### Problem details
Identify all lines of the data containing the string "base" and copy them.
*** Data records Section Begins ***
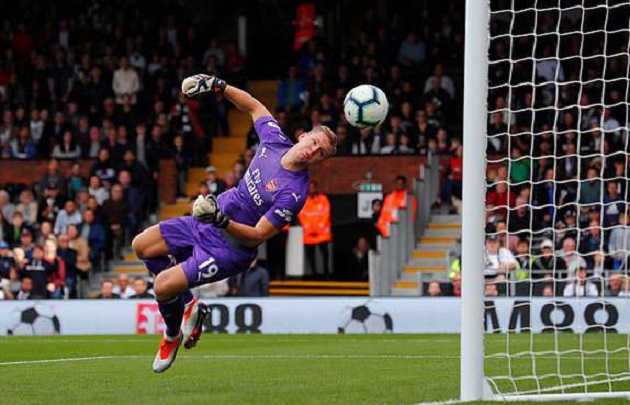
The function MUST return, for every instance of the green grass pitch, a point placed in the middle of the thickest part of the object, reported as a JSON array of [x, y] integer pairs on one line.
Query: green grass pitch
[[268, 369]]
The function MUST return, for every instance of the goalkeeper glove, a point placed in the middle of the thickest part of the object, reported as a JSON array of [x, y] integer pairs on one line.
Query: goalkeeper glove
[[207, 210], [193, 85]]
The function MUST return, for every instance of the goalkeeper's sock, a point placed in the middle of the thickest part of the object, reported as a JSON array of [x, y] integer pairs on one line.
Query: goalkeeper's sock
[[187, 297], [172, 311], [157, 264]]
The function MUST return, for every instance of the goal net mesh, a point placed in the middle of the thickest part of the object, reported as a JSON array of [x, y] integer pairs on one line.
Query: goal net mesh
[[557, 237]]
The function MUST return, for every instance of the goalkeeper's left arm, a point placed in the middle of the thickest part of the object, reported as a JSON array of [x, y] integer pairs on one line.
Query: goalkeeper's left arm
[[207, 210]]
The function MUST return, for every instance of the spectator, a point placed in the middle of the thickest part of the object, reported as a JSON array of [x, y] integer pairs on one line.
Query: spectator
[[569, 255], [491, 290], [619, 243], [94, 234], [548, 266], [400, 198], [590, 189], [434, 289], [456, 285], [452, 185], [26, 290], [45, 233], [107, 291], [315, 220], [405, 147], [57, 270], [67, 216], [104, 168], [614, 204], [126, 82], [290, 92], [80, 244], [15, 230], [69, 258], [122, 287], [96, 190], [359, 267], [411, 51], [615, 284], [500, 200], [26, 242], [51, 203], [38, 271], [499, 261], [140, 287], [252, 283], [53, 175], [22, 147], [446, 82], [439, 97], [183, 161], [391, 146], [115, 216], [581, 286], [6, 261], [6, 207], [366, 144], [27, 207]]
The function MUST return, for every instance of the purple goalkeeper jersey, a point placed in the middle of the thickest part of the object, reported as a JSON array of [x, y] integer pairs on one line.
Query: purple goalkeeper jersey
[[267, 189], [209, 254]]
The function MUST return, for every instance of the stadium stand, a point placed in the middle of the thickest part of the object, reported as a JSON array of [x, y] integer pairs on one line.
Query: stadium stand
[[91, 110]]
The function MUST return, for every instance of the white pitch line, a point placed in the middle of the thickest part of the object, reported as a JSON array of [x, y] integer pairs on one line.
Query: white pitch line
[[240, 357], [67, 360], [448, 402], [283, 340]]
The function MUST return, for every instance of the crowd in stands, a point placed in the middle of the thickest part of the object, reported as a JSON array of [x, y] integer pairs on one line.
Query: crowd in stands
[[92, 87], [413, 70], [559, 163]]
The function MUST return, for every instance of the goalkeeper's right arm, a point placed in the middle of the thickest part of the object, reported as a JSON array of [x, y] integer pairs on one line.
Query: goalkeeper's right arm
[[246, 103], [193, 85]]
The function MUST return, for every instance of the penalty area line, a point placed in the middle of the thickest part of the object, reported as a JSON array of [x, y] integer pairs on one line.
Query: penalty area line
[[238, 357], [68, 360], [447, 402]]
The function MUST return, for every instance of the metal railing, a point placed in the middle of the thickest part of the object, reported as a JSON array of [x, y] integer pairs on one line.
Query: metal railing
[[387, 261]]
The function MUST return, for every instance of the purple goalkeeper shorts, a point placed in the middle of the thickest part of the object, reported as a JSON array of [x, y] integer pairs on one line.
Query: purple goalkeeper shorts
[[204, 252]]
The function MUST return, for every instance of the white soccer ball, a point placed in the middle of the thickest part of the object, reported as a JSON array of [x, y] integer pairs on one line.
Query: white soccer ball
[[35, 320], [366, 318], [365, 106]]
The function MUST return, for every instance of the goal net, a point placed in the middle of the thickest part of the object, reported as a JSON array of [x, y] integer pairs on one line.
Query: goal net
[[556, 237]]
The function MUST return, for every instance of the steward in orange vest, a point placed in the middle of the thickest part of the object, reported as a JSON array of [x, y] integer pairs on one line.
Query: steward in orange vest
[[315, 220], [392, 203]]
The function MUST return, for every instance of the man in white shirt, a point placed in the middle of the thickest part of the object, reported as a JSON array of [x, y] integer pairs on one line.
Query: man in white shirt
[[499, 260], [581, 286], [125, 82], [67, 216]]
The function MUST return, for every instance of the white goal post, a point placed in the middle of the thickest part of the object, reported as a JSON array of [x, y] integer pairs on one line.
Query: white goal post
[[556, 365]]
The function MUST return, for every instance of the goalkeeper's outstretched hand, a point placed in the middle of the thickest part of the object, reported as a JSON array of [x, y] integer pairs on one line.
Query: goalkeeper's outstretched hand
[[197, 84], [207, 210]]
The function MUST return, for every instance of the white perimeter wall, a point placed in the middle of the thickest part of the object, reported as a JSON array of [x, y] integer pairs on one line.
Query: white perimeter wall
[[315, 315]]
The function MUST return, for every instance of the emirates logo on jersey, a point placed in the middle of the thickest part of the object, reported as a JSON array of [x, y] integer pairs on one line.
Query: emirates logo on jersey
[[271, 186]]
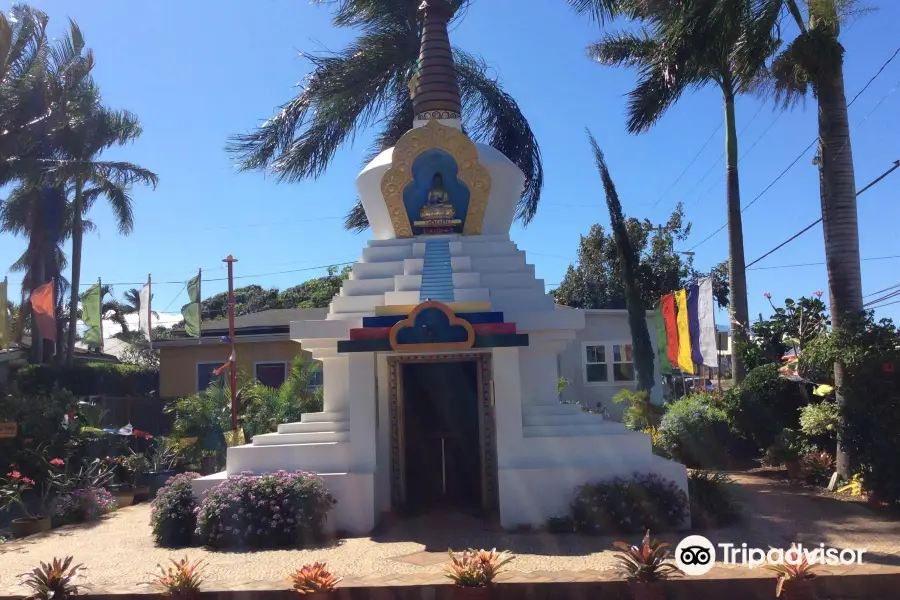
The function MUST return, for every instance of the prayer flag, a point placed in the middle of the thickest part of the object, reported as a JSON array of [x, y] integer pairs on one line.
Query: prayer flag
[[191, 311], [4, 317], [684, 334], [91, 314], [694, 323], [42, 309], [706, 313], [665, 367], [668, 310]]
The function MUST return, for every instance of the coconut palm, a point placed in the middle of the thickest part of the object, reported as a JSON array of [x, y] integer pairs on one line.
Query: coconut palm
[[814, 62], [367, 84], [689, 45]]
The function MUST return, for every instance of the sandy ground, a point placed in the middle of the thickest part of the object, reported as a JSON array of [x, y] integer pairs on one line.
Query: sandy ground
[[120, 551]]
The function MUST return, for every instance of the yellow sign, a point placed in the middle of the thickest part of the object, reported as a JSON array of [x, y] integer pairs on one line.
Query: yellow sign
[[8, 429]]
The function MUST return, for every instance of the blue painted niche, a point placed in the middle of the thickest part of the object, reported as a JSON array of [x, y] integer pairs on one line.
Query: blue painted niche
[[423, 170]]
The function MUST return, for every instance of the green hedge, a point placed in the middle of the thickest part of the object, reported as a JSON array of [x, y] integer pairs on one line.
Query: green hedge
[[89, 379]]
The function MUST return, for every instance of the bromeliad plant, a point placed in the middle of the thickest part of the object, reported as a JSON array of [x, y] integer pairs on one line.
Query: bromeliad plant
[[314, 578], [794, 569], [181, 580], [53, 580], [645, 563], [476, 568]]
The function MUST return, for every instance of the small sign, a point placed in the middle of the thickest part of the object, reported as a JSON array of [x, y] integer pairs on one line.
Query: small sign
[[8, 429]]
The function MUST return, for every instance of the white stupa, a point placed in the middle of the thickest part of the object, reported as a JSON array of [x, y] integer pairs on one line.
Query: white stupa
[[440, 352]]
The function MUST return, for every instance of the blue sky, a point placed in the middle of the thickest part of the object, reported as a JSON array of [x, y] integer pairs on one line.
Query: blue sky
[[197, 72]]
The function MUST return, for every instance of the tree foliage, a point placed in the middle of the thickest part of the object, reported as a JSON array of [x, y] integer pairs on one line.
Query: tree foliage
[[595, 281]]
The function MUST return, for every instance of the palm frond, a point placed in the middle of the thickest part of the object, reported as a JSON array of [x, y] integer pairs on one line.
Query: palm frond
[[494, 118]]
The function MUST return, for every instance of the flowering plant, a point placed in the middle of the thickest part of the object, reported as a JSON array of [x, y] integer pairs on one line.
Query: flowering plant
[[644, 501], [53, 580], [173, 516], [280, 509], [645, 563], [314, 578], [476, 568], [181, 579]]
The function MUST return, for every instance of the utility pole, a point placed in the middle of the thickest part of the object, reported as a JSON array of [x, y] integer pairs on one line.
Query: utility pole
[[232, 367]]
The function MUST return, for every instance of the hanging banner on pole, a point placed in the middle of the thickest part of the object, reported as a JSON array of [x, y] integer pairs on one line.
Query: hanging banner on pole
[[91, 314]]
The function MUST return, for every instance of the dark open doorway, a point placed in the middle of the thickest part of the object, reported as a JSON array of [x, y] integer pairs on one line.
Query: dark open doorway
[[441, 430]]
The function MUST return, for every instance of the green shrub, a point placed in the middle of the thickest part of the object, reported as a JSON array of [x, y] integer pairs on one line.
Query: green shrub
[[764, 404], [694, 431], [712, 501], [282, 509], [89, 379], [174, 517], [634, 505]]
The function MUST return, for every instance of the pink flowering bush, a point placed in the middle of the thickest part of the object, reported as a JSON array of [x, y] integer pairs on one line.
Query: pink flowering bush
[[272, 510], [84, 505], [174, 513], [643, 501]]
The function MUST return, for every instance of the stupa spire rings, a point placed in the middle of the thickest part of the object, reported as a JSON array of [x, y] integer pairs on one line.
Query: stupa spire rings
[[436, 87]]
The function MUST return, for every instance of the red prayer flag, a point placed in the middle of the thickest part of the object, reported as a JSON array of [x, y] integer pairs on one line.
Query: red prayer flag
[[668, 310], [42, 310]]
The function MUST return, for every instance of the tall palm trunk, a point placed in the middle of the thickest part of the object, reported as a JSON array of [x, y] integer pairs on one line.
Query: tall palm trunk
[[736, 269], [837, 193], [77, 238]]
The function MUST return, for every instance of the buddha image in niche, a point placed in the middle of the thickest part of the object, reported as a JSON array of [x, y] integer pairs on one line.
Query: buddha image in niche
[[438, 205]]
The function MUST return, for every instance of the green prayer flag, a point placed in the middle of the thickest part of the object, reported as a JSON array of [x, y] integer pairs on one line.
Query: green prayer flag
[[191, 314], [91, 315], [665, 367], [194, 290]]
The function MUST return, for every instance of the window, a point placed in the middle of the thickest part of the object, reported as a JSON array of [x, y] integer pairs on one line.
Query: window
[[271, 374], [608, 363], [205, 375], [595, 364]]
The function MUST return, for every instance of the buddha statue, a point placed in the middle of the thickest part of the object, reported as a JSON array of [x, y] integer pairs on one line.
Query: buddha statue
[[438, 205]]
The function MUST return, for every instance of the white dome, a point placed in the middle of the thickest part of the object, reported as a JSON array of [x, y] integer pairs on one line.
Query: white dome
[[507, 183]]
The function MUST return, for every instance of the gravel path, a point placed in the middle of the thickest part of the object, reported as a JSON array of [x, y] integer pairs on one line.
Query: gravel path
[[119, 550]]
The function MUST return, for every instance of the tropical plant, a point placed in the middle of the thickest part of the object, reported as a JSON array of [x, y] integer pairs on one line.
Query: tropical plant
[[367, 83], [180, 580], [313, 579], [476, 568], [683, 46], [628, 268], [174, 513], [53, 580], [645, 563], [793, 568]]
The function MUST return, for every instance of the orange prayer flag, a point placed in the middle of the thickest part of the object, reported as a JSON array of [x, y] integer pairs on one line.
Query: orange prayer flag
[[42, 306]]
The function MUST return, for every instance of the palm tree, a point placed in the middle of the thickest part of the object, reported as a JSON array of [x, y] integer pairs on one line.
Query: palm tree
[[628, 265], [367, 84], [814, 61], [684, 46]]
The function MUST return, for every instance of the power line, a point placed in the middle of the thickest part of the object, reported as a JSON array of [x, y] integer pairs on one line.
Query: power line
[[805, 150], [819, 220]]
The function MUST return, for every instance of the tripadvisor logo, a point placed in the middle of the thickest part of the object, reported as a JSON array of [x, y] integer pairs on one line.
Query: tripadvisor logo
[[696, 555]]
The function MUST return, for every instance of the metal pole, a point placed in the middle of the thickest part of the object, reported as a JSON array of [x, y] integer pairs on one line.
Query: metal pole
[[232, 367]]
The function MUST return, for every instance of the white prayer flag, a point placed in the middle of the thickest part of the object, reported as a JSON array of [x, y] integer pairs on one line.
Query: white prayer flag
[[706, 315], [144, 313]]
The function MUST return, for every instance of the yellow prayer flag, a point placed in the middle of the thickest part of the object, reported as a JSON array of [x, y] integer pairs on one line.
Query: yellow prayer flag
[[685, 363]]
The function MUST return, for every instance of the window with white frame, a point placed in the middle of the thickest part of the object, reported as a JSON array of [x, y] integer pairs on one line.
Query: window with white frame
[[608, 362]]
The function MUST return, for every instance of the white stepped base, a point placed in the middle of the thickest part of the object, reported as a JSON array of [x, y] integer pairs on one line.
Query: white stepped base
*** Data records Section Ends ***
### Answer to the problem
The function MUST return, for every instance of the white stepped base, a point placed in the middle of the thickest part of the object, reported as a JSON array of [x, y] integer pairs on one line.
Query: white stepped base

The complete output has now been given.